* _Task prompt_
Of all the entries below, only the lines from the one with "box: [642, 338, 772, 579]" up to and including the one with "negative clicks: (615, 350) (633, 356)" are to be duplicated exactly.
##### Exercise inputs #####
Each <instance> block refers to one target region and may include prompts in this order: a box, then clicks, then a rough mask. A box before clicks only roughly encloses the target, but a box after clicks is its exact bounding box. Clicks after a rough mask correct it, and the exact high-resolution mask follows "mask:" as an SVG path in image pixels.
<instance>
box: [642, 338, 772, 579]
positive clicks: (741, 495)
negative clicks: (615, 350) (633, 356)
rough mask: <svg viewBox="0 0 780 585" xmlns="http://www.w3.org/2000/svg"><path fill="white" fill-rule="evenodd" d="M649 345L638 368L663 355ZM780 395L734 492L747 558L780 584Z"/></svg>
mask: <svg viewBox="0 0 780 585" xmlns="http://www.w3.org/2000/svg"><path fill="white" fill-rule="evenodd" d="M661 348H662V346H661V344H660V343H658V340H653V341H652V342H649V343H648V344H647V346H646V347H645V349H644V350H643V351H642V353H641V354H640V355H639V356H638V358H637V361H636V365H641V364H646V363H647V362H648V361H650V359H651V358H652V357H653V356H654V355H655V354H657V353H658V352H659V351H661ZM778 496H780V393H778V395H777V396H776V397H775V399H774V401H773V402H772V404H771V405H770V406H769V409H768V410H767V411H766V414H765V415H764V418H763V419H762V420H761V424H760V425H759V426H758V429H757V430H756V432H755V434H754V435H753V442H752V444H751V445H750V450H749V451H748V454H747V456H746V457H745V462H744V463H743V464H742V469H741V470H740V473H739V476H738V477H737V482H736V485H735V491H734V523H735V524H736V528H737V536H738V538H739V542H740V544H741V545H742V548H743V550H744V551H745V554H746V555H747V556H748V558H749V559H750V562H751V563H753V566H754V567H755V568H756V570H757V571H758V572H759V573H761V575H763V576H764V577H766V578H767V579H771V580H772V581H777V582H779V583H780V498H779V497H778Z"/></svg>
#####
* _Task solution_
box: [642, 338, 772, 579]
positive clicks: (741, 495)
negative clicks: (615, 350) (633, 356)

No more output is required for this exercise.